If I had 500 dollars I'd buy the zombie girl for the swing and the AMC Walking Dead 5 foot tall zombie girl with pink bunny slippers that looks cool in the box. They wouldn't take her out to play though..


----------



## jackg (Aug 18, 2012)

*Mine is OPEN!*

My local Spirit Halloween is open now!!! 
Called the store... WELL let's say he wasn't that excited to work at Spirit...


----------



## Troll Wizard (May 3, 2012)

Found out where my local Spirit store is opening, but I don't think they are open as of yet. Still have boxes stacked up against the windows and have a really small sign on door that you have to use a magnifying glass to see any store hours. But will let you know when they have opened here in Salem, Oregon.


----------



## Otaku (Dec 3, 2004)

Dropped by the Spirit store today, they haven't quite finished setting everything up yet but have some new stuff. The Ghost Girl, the WW of the West from TWOO, both looked pretty good, and they must have about 50 of the Jumping Spiders. The price went up to $79.95, though, so use a coupon if you want to get one. I was told that they're supposed be getting a larger version of the Spider later this month. There was also a little tabletop version of the Spider for $25. Cute, but not for $25. Overall, not bad for opening day.


----------



## Buzz (Aug 26, 2011)

Night Watchman said:


> Ours has not opened yet. I will share a funny story about last year. The family and I went in at the start of October last year. My kids were 9,7,5, and 3. As we walked in one of the first animatronic things that we saw was Ghostface from the Scream series. I thought it looked cool so I pushed the button . It stabbed and moved the knife and said "Hello Sydney" in the movie voice, which I thought was cool until I turned around only to find my 7 year old daughter frozen in fear. My daughter's name is Sydney.


LOL. Would have loved to seen the look on her face.



Spookkid said:


> Here's a link to their 20% off coupon.
> 
> http://www.spirithalloween.com/images/spirit2012/StoreLocator_Coupon.pdf


Big thanks on the coupon Spookkid. I got a notice that they would have a 20% off total purchase today from Noon till 1pm (local time) on their website. Well I don't know whose local time they were talking about but I plinked around from 12:15 till 1 and couldn't find the promo code they promised. 

Oh well, at least this coupon will get me 1 item at 20% off. Probably pick up the LED black light spotlight.


----------



## Spooky1 (Aug 25, 2008)

The earliest one of the Spirit stores by us will be opening the 15th. So I have a week and a half to wait.


----------



## MildAvaholic (Aug 11, 2009)

Entries -

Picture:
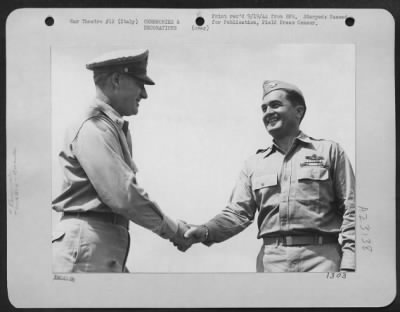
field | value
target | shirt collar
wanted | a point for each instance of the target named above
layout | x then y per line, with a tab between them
102	103
274	147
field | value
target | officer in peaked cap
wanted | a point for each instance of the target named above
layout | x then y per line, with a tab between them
129	62
302	189
100	194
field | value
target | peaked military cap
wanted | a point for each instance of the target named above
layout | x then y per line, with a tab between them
272	85
129	62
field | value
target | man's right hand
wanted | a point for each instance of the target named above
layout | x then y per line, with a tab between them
197	234
179	240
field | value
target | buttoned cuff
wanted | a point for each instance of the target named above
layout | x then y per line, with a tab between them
348	260
168	228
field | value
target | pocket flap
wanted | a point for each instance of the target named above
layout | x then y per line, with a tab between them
313	173
265	181
57	235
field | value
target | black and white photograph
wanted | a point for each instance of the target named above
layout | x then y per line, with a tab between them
212	134
186	148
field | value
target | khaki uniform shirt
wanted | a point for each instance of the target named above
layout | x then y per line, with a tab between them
309	189
100	175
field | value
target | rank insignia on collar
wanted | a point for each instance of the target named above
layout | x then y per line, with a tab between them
313	160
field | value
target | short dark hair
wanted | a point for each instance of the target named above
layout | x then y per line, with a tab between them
296	99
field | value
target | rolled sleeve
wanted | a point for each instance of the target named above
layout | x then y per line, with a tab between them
98	150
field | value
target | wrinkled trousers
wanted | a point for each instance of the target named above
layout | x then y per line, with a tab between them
277	258
89	246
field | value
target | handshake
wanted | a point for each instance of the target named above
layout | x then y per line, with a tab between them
187	235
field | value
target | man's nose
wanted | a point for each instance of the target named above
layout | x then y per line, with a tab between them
143	94
269	111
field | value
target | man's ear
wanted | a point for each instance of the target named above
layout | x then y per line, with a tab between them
115	80
301	110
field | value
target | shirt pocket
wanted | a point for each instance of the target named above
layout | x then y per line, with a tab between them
57	236
265	181
310	183
313	173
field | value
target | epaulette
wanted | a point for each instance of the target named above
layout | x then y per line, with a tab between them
263	150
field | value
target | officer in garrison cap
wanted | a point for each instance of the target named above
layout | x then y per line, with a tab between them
100	194
303	190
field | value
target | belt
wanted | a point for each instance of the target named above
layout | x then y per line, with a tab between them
293	240
107	217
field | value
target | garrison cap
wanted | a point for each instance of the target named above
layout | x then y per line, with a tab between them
129	62
272	85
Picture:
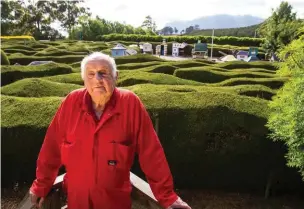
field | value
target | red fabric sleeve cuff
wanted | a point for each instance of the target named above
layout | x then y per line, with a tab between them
169	200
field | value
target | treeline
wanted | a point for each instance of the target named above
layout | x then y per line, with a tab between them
249	31
91	29
35	18
225	40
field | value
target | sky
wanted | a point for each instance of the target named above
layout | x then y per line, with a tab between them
163	11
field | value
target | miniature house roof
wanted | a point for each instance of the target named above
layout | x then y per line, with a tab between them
119	46
242	53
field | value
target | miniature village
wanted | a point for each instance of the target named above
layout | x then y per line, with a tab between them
183	50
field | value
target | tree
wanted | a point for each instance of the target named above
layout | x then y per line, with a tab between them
280	29
286	120
68	13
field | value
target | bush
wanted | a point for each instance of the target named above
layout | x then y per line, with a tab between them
25	60
242	64
73	78
59	52
12	73
4	59
24	52
136	59
36	87
274	83
165	69
209	75
210	157
132	77
132	66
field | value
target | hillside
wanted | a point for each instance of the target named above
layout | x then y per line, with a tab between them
218	22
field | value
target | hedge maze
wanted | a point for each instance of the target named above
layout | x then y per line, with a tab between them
211	116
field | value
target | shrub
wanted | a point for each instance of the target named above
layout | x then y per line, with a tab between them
25	60
73	78
208	152
36	87
164	68
242	64
131	66
58	53
132	77
274	83
24	52
136	59
12	73
4	59
208	75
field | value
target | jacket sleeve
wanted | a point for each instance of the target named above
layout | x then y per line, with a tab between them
49	159
152	158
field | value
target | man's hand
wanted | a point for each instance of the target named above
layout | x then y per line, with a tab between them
179	203
35	200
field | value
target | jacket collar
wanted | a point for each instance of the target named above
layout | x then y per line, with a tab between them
112	105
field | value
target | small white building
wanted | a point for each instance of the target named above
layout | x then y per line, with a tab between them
147	48
242	55
177	47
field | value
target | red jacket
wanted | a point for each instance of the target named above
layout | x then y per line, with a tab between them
98	154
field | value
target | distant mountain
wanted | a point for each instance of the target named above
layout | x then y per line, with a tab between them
218	21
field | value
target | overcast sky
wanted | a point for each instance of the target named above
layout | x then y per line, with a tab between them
162	11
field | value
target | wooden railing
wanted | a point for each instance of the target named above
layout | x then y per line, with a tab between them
142	196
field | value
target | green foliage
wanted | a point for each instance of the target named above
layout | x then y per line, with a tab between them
4	59
10	74
36	87
25	60
211	75
132	77
280	29
238	64
286	120
236	41
274	83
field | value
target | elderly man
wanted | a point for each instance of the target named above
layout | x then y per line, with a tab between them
95	134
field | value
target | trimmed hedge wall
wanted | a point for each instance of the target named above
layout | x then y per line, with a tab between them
4	59
208	75
10	74
219	141
274	83
25	60
230	40
36	87
257	64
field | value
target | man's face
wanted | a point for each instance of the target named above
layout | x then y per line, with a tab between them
99	80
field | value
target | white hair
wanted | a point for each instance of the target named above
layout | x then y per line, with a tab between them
100	57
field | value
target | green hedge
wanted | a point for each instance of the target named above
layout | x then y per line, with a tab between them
59	52
133	77
132	66
136	59
73	78
236	41
208	75
24	52
4	58
274	83
215	142
241	64
10	74
25	60
36	87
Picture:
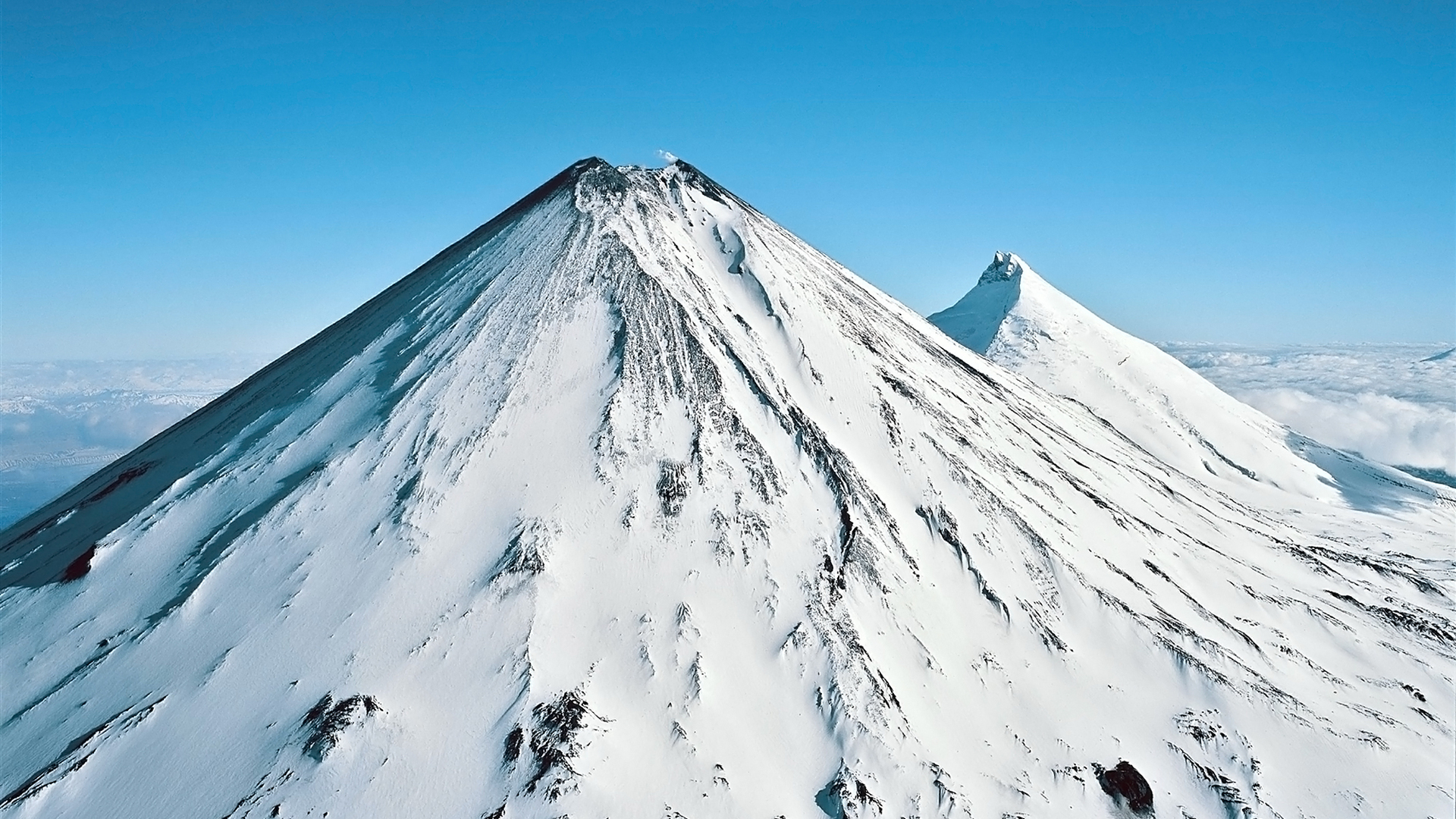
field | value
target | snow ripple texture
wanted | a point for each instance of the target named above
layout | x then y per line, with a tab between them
634	504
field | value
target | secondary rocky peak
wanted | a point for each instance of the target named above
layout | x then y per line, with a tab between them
631	503
1005	265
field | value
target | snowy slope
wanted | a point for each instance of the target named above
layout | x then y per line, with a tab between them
1019	321
634	504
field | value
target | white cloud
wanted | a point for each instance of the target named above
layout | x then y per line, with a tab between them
1383	401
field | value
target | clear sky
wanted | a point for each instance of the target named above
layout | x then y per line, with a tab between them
187	178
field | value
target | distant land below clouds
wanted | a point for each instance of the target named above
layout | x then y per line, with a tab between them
1392	403
63	420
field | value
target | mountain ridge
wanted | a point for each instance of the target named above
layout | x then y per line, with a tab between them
637	504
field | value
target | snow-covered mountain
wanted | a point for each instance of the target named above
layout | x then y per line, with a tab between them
1019	321
632	504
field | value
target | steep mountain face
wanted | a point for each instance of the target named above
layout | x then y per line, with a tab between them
1019	321
634	504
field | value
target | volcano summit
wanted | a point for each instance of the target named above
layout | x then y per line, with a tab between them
634	504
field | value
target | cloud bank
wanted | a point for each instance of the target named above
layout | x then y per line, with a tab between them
1391	403
63	420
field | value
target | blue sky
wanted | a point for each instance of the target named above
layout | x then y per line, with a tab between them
194	178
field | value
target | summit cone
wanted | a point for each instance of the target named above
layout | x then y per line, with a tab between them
634	504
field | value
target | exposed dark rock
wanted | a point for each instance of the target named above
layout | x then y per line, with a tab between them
513	745
1126	786
554	742
672	487
328	720
80	566
846	796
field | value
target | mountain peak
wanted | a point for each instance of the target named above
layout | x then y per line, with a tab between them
631	494
1005	265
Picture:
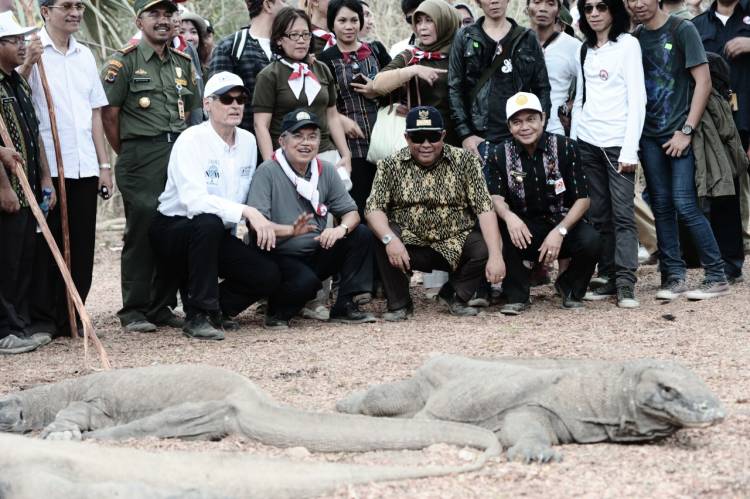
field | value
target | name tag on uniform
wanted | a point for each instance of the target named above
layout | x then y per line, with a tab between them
559	186
212	174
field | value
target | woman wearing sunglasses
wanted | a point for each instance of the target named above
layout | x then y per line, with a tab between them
608	116
354	64
424	68
291	82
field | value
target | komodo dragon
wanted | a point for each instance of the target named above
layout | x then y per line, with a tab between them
37	469
204	402
532	405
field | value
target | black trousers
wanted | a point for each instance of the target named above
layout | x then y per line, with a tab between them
196	252
581	245
49	305
351	258
17	247
464	280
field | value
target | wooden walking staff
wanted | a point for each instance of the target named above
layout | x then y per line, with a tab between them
62	196
88	327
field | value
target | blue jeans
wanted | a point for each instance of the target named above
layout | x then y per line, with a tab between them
671	187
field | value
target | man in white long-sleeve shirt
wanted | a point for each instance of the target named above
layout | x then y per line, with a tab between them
608	115
209	174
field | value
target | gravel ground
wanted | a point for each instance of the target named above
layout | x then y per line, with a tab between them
315	364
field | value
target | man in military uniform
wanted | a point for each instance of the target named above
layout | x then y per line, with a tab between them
151	91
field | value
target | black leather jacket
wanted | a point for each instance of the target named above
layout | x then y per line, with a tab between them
468	53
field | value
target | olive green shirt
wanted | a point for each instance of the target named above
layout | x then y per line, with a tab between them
145	88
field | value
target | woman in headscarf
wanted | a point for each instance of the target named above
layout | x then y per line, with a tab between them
425	66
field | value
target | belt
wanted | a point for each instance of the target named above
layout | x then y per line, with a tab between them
162	137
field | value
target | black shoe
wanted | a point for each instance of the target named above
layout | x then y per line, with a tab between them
567	299
275	324
199	327
349	313
220	320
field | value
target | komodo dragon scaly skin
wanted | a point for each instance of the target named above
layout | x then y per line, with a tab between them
38	469
203	402
534	404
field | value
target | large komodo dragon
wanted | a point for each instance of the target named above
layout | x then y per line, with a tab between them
534	404
37	469
203	402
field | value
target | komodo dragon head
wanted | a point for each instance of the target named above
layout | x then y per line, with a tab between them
11	415
670	393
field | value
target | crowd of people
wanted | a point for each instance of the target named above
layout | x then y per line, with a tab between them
524	149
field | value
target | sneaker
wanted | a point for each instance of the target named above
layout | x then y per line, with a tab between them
672	289
514	308
602	292
220	320
400	314
200	327
709	289
319	313
568	302
458	307
626	298
349	313
140	326
275	324
12	344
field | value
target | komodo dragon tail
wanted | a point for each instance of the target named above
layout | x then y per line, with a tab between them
321	432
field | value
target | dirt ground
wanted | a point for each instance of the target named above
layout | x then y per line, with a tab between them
315	364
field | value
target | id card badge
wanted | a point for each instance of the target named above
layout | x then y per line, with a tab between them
559	186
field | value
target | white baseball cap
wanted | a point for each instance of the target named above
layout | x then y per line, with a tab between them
522	101
223	82
9	26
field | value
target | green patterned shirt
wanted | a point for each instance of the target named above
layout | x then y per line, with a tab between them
436	207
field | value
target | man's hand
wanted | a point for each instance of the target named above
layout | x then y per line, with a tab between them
397	255
105	179
329	237
520	234
471	143
8	200
47	183
9	157
677	145
737	46
550	248
351	129
302	226
265	235
494	271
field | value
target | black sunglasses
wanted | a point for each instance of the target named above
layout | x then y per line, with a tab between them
431	136
600	7
227	99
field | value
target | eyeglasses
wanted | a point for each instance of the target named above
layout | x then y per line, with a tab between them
68	6
13	40
600	7
227	99
431	136
295	37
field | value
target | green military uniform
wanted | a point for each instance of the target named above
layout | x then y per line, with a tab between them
154	95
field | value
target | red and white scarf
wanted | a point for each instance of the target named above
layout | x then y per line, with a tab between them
302	77
418	55
329	37
308	189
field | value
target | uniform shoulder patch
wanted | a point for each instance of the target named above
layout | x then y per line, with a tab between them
128	48
183	54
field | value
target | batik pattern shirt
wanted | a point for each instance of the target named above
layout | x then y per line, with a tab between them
435	207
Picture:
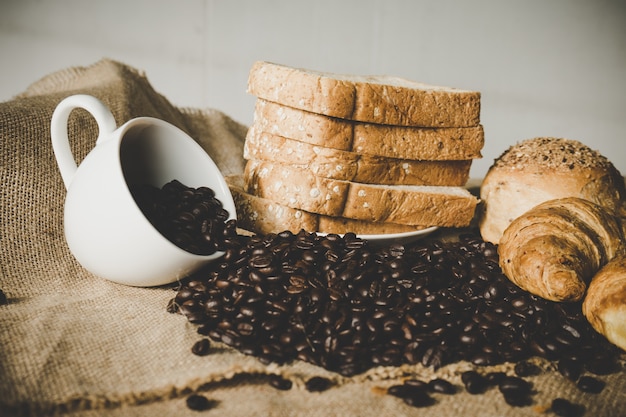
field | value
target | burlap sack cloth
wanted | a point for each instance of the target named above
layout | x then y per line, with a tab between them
75	344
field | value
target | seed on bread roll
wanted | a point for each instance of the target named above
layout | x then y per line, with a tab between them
542	169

Set problem 1 - In the Spirit Halloween forum thread, what price did the Jumping Spider go up to?
Set problem 2 - Write the next part of the Spirit Halloween forum thread, starting right after its final line.

Result 1 - $79.95

Result 2 -
Ugh!! Not impressed at all!! 97% costumes, 3% props. Smallest store they have had in years. (Must be the economy, but to go from 2-3000 sq ft to MAYBE 800...) And my biggest surprise was not a fog machine in sight!  No fogger, no bubble fogger, no fog juice. And no room to even put them IF they had them. None of the big props that they have on their website. Just baby zombies. I usually go by to maybe get some inspiration, but today I left discouraged. I recognized the owner, so it looks like the same people running the store. I guess Spirit.com will get my business if I buy from Spirit. Really dissapointed!! I guess if I want it, I will be making it.


----------



## Great Pumpkin (Feb 21, 2011)

well i must admit last year Spirit stated that a store would be 5 min away from my house! So we went to the store and it never opened! Now this year the same thing 10 min from my house ...so we went to look and the store is completely empty! No sign of even a spirit store coming in!


----------



## Cat_Bones (Jun 1, 2012)

EverydayisHalloween311 said:


> I work for spirit and while I like some stuff putting the animatronics together shows you how crappy they are made. Two of our jumping zombies didn't work. The spider is cool. However business side I hate it. Work your ass off then store opens and you get like 10 hours a week with the managers getting most. Stupid. Why hire more than 3 or 4 then?


Definitely agree, although i guess I can't complain too much i was a manager every year i worked there, even then still working my butt off and trying to make sure the rest of the employees weren't just standing around slacking.

It's hard to find people to work part time jobs who are actually enthusiastic about it and care about their job unfortunately


----------



## Buzz (Aug 26, 2011)

CreeepyCathy said:


> ...I contacted Spirit and they were super nice about it. They sent me a shipping label and I mailed groaning/ moaning man back to his original home.... sniff, sniff..
> 
> Again, the customer service was fantastic... at the store and online.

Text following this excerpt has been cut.